» Exercise details
Please gather every line below that contains the word "cleat", and copy each one out.

» Record list
————————

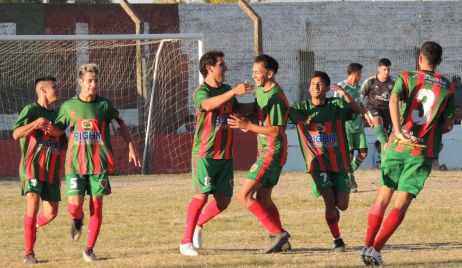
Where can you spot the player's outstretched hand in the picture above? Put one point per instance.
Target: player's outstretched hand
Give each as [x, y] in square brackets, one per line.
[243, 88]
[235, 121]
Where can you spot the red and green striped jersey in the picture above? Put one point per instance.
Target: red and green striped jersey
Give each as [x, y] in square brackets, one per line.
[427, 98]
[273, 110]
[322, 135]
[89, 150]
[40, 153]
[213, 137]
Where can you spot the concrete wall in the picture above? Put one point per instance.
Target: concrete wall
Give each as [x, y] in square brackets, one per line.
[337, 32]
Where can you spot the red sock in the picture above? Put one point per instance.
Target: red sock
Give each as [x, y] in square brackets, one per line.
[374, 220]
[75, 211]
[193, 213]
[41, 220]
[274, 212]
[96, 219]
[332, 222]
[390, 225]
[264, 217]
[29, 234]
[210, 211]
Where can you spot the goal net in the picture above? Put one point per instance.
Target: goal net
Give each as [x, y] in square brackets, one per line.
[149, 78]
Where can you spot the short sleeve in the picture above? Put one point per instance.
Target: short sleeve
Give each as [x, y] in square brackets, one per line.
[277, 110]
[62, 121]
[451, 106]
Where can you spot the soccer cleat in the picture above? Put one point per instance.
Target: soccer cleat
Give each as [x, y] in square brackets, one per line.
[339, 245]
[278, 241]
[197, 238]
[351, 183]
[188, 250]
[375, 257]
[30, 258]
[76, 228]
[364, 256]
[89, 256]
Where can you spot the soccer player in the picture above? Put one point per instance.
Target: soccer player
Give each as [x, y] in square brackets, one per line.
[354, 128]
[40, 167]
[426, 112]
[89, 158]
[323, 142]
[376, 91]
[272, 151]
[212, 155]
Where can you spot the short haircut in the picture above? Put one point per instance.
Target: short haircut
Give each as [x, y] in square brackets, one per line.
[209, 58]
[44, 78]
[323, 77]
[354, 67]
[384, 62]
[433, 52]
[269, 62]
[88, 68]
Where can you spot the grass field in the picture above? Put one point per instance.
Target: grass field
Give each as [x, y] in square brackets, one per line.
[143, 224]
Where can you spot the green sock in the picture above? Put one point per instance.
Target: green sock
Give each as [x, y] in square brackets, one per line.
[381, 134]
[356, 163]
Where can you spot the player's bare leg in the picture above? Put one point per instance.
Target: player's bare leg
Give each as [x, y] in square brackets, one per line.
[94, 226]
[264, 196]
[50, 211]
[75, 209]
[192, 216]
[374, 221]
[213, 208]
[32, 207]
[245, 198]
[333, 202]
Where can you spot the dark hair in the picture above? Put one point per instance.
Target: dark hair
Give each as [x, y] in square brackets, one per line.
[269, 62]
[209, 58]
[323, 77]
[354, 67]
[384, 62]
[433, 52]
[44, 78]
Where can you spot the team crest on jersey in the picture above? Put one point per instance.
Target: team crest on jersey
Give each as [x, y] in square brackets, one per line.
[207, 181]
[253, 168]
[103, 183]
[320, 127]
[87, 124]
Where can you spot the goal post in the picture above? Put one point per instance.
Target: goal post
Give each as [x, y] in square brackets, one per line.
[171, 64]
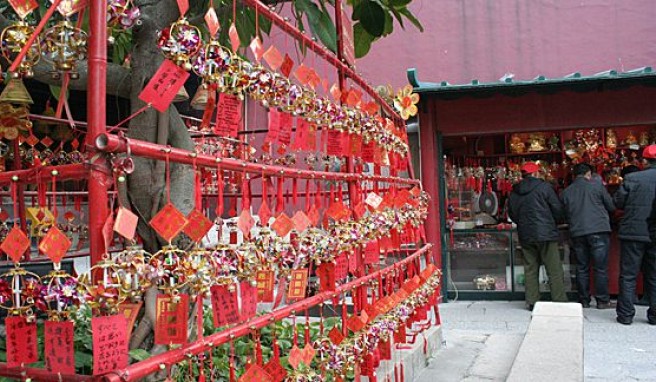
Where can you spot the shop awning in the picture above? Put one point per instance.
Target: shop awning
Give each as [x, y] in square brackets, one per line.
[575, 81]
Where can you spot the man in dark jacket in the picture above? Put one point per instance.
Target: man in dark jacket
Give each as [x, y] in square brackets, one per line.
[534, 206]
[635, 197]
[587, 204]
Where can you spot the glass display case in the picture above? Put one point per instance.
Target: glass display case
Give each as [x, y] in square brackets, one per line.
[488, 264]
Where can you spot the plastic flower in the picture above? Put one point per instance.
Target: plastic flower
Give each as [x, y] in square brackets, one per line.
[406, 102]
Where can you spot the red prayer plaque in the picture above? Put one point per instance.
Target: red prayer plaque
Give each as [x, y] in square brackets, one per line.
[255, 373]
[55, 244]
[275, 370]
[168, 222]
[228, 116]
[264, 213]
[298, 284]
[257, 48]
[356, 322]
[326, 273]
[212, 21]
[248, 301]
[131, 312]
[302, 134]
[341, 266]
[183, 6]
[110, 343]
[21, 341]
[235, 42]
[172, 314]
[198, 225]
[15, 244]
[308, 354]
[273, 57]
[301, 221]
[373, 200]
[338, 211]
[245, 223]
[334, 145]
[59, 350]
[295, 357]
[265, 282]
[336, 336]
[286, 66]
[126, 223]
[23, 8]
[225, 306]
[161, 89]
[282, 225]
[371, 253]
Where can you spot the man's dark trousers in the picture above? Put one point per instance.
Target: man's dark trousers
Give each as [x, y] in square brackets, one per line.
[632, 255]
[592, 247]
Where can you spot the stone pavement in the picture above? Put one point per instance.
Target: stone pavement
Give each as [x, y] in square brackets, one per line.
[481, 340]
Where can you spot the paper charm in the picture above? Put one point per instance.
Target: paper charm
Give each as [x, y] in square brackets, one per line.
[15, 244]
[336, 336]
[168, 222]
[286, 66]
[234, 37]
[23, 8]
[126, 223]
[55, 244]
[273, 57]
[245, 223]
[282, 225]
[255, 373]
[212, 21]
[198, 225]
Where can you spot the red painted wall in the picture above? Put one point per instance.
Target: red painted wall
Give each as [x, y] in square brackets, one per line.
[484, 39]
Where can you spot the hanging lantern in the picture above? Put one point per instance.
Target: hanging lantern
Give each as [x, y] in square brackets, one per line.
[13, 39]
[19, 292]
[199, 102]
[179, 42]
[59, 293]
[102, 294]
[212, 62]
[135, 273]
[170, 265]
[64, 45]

————————

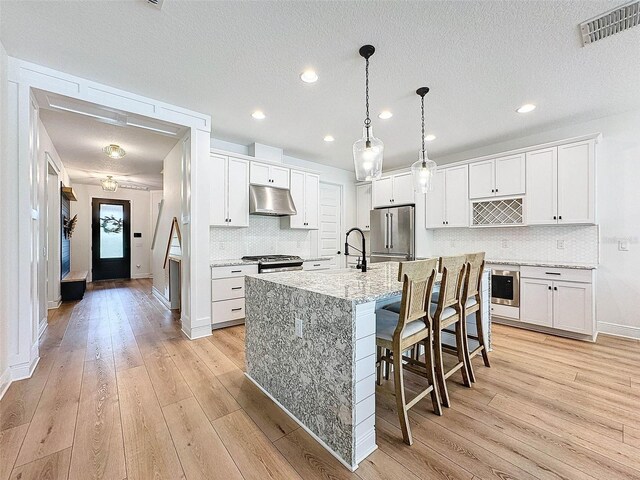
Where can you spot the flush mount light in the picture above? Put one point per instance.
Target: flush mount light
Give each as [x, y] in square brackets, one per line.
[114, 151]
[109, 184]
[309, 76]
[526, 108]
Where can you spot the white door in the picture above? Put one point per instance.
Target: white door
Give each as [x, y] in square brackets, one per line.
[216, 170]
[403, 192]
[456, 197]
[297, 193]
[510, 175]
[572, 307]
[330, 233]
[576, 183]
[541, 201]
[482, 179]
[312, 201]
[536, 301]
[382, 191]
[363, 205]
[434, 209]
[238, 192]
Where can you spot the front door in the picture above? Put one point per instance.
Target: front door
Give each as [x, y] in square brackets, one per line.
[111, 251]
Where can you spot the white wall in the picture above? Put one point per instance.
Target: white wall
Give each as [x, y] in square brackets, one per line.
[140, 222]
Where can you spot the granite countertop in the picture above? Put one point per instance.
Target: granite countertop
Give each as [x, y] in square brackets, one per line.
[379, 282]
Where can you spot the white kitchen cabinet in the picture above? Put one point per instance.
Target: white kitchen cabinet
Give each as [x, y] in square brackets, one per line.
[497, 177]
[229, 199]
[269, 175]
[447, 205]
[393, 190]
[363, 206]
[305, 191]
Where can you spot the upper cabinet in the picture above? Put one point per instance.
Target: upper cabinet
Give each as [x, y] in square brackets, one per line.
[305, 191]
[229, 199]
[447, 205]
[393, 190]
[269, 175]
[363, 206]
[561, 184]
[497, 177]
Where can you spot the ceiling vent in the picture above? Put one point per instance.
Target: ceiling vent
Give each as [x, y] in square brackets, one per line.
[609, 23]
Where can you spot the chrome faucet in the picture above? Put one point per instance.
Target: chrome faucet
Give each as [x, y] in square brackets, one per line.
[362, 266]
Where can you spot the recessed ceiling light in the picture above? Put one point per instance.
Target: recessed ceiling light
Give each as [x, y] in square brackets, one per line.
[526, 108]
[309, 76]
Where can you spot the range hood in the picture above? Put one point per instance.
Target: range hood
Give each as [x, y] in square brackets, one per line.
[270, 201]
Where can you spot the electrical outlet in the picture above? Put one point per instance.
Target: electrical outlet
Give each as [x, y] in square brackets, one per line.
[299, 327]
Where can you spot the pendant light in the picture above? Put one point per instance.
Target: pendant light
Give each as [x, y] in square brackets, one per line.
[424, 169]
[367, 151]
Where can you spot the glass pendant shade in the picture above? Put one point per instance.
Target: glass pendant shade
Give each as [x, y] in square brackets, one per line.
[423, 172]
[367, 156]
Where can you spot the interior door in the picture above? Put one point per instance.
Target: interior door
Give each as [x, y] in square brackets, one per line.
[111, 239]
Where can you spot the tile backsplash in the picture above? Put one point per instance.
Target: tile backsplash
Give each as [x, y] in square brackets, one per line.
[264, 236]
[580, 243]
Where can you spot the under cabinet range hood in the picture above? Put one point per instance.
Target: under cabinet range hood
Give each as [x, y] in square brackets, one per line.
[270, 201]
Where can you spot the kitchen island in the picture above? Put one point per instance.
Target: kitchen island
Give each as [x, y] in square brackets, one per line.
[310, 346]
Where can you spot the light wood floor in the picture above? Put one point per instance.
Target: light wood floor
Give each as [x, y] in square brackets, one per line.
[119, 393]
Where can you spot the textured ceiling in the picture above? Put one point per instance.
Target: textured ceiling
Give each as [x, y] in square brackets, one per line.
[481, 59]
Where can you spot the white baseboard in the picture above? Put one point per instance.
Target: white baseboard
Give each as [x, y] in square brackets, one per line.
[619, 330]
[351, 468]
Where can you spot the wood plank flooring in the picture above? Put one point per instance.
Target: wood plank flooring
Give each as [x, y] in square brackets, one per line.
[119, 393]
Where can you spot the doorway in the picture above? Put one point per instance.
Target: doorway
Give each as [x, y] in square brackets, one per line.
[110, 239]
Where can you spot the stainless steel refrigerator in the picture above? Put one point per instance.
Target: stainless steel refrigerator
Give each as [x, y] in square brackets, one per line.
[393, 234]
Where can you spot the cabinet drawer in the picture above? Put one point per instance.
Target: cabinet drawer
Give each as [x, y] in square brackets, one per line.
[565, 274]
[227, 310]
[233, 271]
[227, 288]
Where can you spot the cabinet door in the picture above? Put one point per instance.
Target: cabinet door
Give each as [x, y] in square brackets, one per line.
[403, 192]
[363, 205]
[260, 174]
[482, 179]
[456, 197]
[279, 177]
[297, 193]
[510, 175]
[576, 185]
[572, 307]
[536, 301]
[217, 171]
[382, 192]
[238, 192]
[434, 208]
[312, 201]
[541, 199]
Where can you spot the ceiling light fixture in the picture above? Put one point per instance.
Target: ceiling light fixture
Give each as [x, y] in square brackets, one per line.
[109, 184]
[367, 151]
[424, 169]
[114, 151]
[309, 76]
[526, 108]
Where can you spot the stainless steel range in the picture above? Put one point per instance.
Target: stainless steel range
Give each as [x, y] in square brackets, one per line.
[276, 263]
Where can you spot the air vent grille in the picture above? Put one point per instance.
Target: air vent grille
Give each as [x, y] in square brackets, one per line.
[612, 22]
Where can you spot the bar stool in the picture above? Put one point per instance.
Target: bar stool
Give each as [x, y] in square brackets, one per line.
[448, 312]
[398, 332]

————————

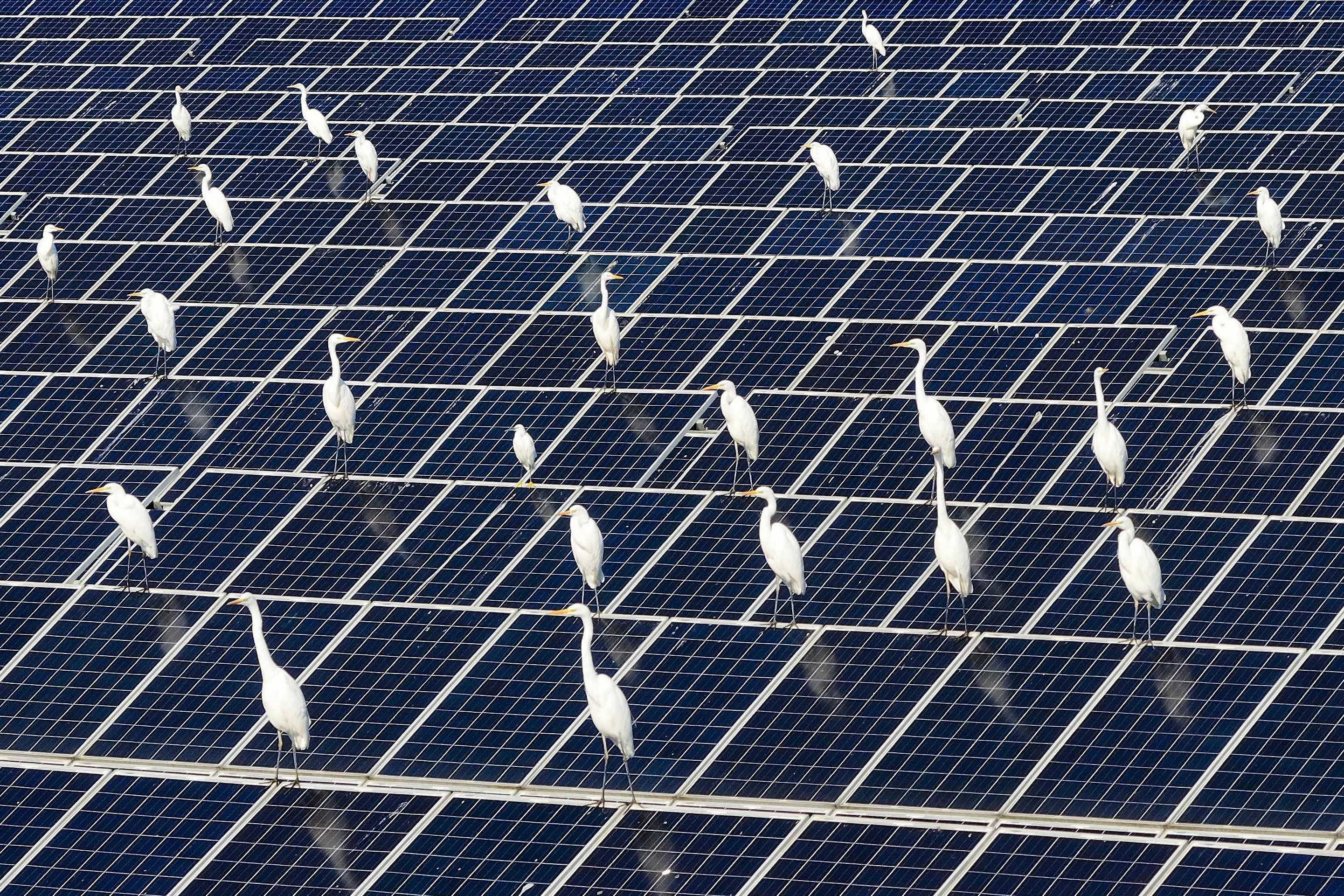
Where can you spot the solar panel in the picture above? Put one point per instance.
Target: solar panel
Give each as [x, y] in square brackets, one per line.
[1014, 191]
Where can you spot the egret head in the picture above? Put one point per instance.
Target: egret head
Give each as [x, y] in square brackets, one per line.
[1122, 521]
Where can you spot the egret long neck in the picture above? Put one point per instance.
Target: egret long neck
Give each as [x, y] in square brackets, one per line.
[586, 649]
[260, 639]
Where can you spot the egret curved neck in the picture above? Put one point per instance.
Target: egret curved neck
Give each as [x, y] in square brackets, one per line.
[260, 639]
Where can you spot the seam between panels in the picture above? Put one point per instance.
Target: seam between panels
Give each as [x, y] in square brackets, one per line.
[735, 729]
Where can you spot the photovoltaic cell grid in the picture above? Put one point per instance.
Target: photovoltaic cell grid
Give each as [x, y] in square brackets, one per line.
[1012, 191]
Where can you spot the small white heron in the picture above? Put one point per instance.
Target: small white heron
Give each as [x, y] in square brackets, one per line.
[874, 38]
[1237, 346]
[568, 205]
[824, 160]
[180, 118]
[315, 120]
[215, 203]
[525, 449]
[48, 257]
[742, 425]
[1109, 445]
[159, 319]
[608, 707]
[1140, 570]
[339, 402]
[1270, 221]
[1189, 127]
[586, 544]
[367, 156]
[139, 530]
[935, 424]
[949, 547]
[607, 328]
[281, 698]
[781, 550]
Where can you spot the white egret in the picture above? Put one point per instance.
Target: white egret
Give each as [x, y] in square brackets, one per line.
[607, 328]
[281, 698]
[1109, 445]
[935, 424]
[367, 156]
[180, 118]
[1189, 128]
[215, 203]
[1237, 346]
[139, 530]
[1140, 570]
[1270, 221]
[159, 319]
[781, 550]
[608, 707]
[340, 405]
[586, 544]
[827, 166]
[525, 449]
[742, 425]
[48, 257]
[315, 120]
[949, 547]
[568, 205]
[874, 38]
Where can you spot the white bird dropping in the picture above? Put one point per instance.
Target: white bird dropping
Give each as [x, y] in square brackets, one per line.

————————

» Exercise output
Where can you spot the soccer cleat in the picture above? Put one point per instance.
Target: soccer cleat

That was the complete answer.